[Task goal] Reproduce every entry below, replacing each occurrence of "Pointer output" with "Predicted points" and leaving all other text unchanged. Omit the pictures from the output.

[Material for the task]
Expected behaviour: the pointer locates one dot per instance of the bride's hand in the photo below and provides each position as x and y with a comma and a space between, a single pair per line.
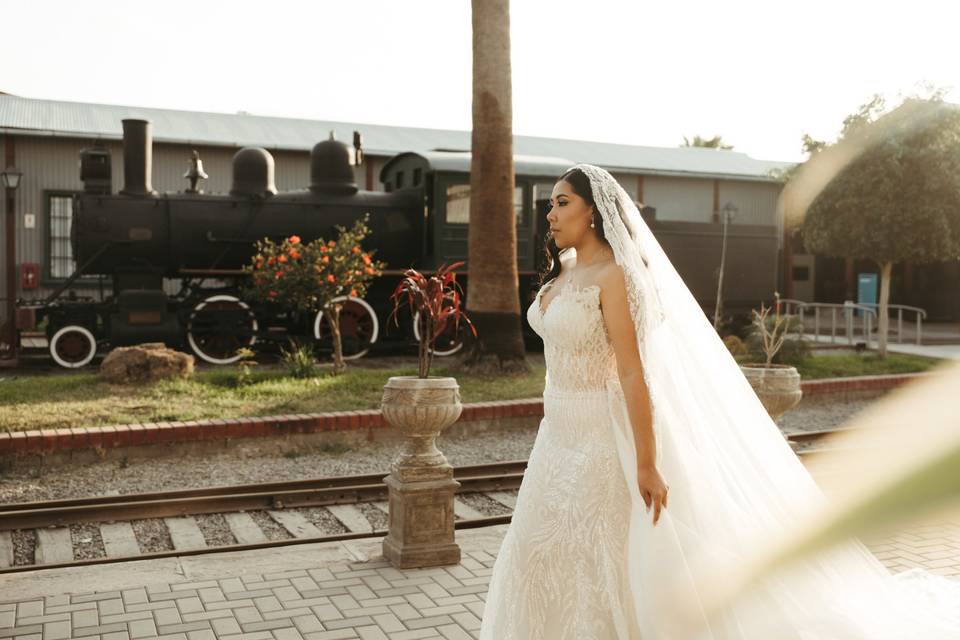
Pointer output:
653, 490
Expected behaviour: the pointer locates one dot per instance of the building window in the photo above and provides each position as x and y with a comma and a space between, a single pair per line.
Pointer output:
458, 204
60, 219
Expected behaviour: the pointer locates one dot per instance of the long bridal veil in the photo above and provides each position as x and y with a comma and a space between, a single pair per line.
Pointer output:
732, 477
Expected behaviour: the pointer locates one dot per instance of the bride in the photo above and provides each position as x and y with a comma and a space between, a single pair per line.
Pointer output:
655, 458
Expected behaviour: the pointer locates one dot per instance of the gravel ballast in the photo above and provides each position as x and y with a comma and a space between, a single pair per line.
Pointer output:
232, 467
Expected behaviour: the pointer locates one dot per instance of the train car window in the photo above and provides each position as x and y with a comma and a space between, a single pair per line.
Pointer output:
458, 204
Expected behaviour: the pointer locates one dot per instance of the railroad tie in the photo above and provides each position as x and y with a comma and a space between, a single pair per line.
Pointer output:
119, 540
296, 524
185, 533
462, 510
244, 528
6, 549
53, 546
351, 517
505, 498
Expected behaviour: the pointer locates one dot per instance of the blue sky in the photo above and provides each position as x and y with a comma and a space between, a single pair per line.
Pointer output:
759, 73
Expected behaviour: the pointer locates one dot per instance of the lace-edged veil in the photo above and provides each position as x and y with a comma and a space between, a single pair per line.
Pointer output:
732, 474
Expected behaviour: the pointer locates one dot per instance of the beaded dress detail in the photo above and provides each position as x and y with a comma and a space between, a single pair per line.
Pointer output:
560, 573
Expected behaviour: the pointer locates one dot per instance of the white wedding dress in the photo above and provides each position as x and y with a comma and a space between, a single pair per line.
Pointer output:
578, 562
561, 570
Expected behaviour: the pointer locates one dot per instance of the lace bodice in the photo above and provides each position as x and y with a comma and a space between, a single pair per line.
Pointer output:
576, 346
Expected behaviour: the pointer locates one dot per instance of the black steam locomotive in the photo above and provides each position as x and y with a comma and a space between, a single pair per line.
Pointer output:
138, 237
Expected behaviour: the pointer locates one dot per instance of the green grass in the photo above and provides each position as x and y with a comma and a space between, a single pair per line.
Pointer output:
82, 399
855, 364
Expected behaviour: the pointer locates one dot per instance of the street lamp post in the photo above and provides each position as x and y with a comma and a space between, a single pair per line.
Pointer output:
11, 180
728, 211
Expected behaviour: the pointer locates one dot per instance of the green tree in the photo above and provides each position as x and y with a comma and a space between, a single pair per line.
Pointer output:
311, 276
716, 142
893, 193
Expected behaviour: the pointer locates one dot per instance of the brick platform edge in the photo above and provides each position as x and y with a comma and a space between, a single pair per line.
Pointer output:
49, 440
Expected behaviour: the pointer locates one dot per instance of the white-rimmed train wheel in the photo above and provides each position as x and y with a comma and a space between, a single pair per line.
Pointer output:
73, 346
446, 343
359, 327
219, 326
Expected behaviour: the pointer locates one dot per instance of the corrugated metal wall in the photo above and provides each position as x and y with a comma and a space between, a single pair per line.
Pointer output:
51, 164
679, 199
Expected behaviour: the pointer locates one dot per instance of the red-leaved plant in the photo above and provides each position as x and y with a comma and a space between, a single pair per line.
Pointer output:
436, 298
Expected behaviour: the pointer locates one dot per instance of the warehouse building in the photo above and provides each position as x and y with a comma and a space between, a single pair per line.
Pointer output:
43, 140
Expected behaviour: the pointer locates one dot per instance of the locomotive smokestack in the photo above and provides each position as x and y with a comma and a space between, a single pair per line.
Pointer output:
137, 157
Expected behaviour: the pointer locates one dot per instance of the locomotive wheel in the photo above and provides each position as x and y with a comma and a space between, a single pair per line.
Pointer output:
359, 327
73, 346
446, 343
219, 326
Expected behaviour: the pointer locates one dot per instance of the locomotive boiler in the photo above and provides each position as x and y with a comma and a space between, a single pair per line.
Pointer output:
138, 237
174, 260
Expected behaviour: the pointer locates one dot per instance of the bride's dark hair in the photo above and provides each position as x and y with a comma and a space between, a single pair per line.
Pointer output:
580, 184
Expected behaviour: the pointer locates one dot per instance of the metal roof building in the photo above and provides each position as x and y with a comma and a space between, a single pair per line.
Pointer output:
43, 138
29, 116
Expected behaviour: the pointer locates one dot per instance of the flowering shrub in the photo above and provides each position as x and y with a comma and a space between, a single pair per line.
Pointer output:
436, 298
308, 276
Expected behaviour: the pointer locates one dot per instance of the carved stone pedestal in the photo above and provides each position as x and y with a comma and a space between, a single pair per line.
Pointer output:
421, 484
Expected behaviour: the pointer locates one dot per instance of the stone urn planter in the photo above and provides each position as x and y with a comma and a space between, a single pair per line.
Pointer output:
421, 485
777, 386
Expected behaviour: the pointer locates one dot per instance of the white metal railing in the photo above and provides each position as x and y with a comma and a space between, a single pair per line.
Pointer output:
847, 309
900, 308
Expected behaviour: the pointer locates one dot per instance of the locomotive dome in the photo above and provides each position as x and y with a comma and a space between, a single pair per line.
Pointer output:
330, 168
253, 170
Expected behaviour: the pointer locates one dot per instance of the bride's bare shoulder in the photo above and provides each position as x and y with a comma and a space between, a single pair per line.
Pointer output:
612, 281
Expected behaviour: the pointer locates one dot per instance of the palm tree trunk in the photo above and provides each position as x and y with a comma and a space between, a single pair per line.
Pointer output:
493, 294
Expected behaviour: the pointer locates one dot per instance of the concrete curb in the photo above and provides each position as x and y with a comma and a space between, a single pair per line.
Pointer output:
126, 435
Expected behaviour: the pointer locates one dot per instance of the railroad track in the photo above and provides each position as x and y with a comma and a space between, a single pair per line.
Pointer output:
116, 528
106, 529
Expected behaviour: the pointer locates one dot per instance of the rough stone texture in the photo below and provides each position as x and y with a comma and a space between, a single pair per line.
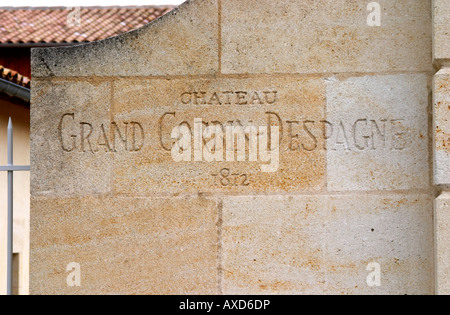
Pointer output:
442, 127
323, 244
261, 36
441, 21
442, 227
189, 48
383, 140
55, 171
158, 106
353, 185
125, 245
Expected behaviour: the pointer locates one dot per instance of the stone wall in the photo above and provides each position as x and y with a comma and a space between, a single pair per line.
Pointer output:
129, 181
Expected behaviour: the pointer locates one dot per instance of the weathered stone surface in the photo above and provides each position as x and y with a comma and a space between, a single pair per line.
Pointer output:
295, 105
183, 42
60, 162
264, 36
353, 108
442, 127
382, 137
125, 245
441, 32
323, 244
442, 226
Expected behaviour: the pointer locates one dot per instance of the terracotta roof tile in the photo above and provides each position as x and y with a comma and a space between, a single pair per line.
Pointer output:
49, 25
14, 77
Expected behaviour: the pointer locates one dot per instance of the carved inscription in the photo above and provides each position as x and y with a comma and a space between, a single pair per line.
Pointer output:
229, 98
228, 178
364, 134
82, 136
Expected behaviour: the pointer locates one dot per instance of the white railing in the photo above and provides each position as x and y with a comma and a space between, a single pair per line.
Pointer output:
10, 168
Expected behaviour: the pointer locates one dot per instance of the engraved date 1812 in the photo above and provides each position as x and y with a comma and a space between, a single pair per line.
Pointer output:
228, 178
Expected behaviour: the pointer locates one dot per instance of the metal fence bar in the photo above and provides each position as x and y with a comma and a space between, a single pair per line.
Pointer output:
10, 209
11, 168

[Output for this task]
Expected behaviour: the pointer locates one dot per instance of the bride's hand in the photo below and provides each position as x and y with a comma and a space between, a single pair per line.
Predicted points:
653, 490
Expected behaviour: the pointer locates one dot per instance of the building window in the photo above and provides each position as x and y with a comma and a space between, a single pair per line.
Predicted points:
458, 204
60, 219
Expected behaviour: the pointer locates one dot per instance of the long bridal veil in the photo above and provides each position as x and y with a comma and a space between, a single pair per line.
Predicted points:
732, 477
Expected behaviour: the pointer locates one dot per instance of the bride in the photo above and provides each position as x and y with a comma and a space between, a single pair per line.
Predicted points:
655, 458
Expected behaviour: the pointer locates one dot per instance of the gravel ballast in the photo above and provides each position as x and y with a comma and a space between, a single pair per line.
Predicted points:
232, 467
Expected behaviour: the pointer locates one dot per instance of the train car window in the photo above and provides each position as x and y with a comma and a space between, a single pair per line.
Predicted points:
458, 204
Expected behaviour: the pointer locates one dot per instance of the railroad tie in the photo above and provides each position as x and y with a comma and a space between, a single pair per line.
Predicted points:
119, 540
296, 524
185, 533
462, 510
244, 528
6, 549
53, 546
351, 517
505, 498
Expected behaviour: the pointer locates one dot per instance of the blue sky in the photo above and provides each position as x and y with a comma and a space between, a single pair per line.
Predicted points:
759, 73
Expected behaviour: the pointer locates one dot per instance of the lace-edged veil in the photo above and provides each position as x and y with a comma and a space between, a single pair per line.
Predicted points:
732, 474
Expected behaviour: the pointer locates one dot per instance of the beaded dress detail in the photo above and provides each position as x and y with a comma and a space between, a single pair per line.
Predicted points:
560, 573
Expected behaviour: the pointer locates one dot per instance of the white wedding dress in the photo above and provides each position as x and y with a comma and a space between, a single pair per line.
Predicted points:
578, 562
561, 570
Expected behaviour: the pointer locates one dot per instance of the lace bodice in the photo above and provides each position as x and y with a comma and a space between, a single pair per line.
Predicted points:
576, 346
Expected behaviour: the pointer locates one dot per instance of the black steam locomotive in the photo above and provides each position as x and y with a comma and a space between, a single pair per line.
Predicted points:
138, 237
Expected behaviour: the pointer locates one dot per instance of the green grass in the photo above and provides each position as x and y with a comma and a space between, a single pair per line.
Predicted points:
82, 399
855, 364
Expected behaviour: the pointer locates one dot per instance of the street lamp post in the photo above and provides each position as x and y with a comma and a space between, a single pair per line.
Predicted points:
11, 180
728, 211
Expected behaviour: the pointer locates one dot per instance of the green tree in the photo above and provides each position as x and y with a comma and a space between, a single pair per line.
Predicted points:
311, 276
716, 142
893, 193
Expected behaviour: the pointer locates one dot per instance of the brick platform edge in the photo above and provides each position as x and y with a comma and a space between, a single pair per line.
Predicted points:
49, 440
Expected behaviour: the pointer locates one dot per instance of the white-rimmed train wheel in the photo above and provides each position as x and y with a comma and a space between, a single pair per line.
Predicted points:
73, 346
446, 343
359, 327
219, 326
Expected behaviour: the pointer locates one dot per instance of the corrugated metal wall in the photo above and provides each position as x and y with a comma and a space between, a single pair per line.
Predicted points:
51, 164
679, 199
Expected behaviour: the pointer locates one dot per instance of the red-leaved plant in the photo above and provides each position as x and y with a comma and a space between, a single pair per line.
Predicted points:
436, 298
Expected behaviour: the pointer locates one dot per instance of the warehouse building in the photo above and provides each position as x and y with a comma and a space between, a single pair per line.
Predicted points:
43, 140
Expected behaviour: the pointer locates one dot per instance of the locomotive smokestack in the photo above and provides each position as x and y with a comma and a space between, a single pair per line.
Predicted points:
137, 157
Expected behaviour: the pointer locates one dot per instance of the locomotive wheel in the photo above and provides each position as x and y with a comma and a space between, a single pair per line.
Predicted points:
359, 327
73, 346
446, 343
219, 326
Expected behaviour: the pointer locates one dot per instance of the locomotive boiler in the photo above and provides each position as x and y with a comma and a space between, a single pair per line.
Predicted points:
138, 237
174, 260
Expected behaviour: the pointer locates one dot per instance of the bride's dark hair in the photo above and provides each position as x and y with a comma and a space between, a single pair per line.
Predicted points:
580, 184
Expected behaviour: the pointer locates one dot per instance of the metal roof building in the photo above and provides each position as x and y with a comma and a space between, a single pair per line.
Predicted points:
43, 138
29, 116
Expected behaviour: the pointer locates one dot per instance of the flowering shrub in the photo above and provides each position as x and y with a comma and a space between, a single pair per line.
Predicted points:
436, 298
308, 276
Expected behaviour: the pointer locates one dot per instance of the carved stone pedestal in the photo above and provides each position as x and y with a comma and a space between, a single pair per line.
Predicted points:
421, 484
Expected behaviour: the pointer locates one dot per instance of the stone urn planter in the photo above and provides each position as x and y with a comma and a space between, a single pair per line.
Predicted points:
421, 485
777, 386
Expected behaviour: the pointer locates one dot per instance of the white metal railing in the photo above and provides each position as x and y with a comma and a space between, a single pair per line.
Predicted points:
847, 309
900, 308
Expected behaviour: the pointer locates one dot per instance of the locomotive dome in the photo above and provides each position as x and y with a comma and a space between, a single pair per line.
Predicted points:
330, 168
253, 170
Expected behaviour: the pointer locates one dot per instance of the bride's bare shoulder in the photo above and provides each position as x and y with a comma and a space between, a single pair per line.
Predicted points:
612, 281
Expected behaviour: the pointer locates one dot per instance of the palm tree trunk in the photo above and provides each position as x and y with a comma and a space between, a single pair per line.
Predicted points:
493, 294
Expected behaviour: the pointer locates one dot per instance of the concrete curb in the photo above and provides each position as x and y with a comma and a space between, a single pair per line.
Predicted points:
126, 435
Expected behaviour: the pointer locates one dot per instance of the railroad track in the photo above and provides each position as x and y with a comma and a space between, a single pair per line.
Predicted points:
116, 528
106, 529
Expected behaviour: the pointer locates one dot per instance of the rough stone texture in the photo below and provides each position as x and y with a comma and a space between, a single pair per line.
Predicted points:
442, 127
323, 244
261, 36
441, 21
442, 227
189, 48
383, 140
55, 171
158, 106
353, 185
125, 245
Expected behaviour: the pointer locates one dot per instance of the stone wall in the photo above and provides each position as x and y with a comma and a space between, a single pair per line.
Predicted points:
129, 181
Expected behaviour: the pointer locates one dot per instance of the weathered stone surface in the photo above and provides each position as x and y with a comma and a space between, a single pair per line.
Predicted points:
295, 105
183, 42
60, 162
264, 36
353, 108
442, 127
382, 137
125, 245
441, 32
323, 244
442, 226
Expected behaviour: the pointer locates one dot per instance of the terracotta roof tile in the photo above and provides each position as x and y with a comma and a space between, a single pair per line.
Predicted points:
49, 25
14, 77
Expected behaviour: the pointer locates one dot per instance of the carved inscription in the photo above and provides each position as x and y with a comma and a space between, a single pair per line.
Predicted points:
229, 98
228, 178
364, 134
82, 136
Expected behaviour: the pointer locates one dot per instance of the white railing in the photo above and provides each position as x and y with a comma and a space between, a single pair per line.
Predicted points:
10, 168
Expected behaviour: the pointer locates one dot per instance of the engraved date 1812 in the photo above and provides each position as x and y with a comma and a space between, a single pair per line.
Predicted points:
228, 178
Expected behaviour: the pointer locates one dot per instance of the metal fence bar in the photo above and provides each position as x and y with a comma and a space between, a single pair per line.
Predicted points:
10, 209
11, 168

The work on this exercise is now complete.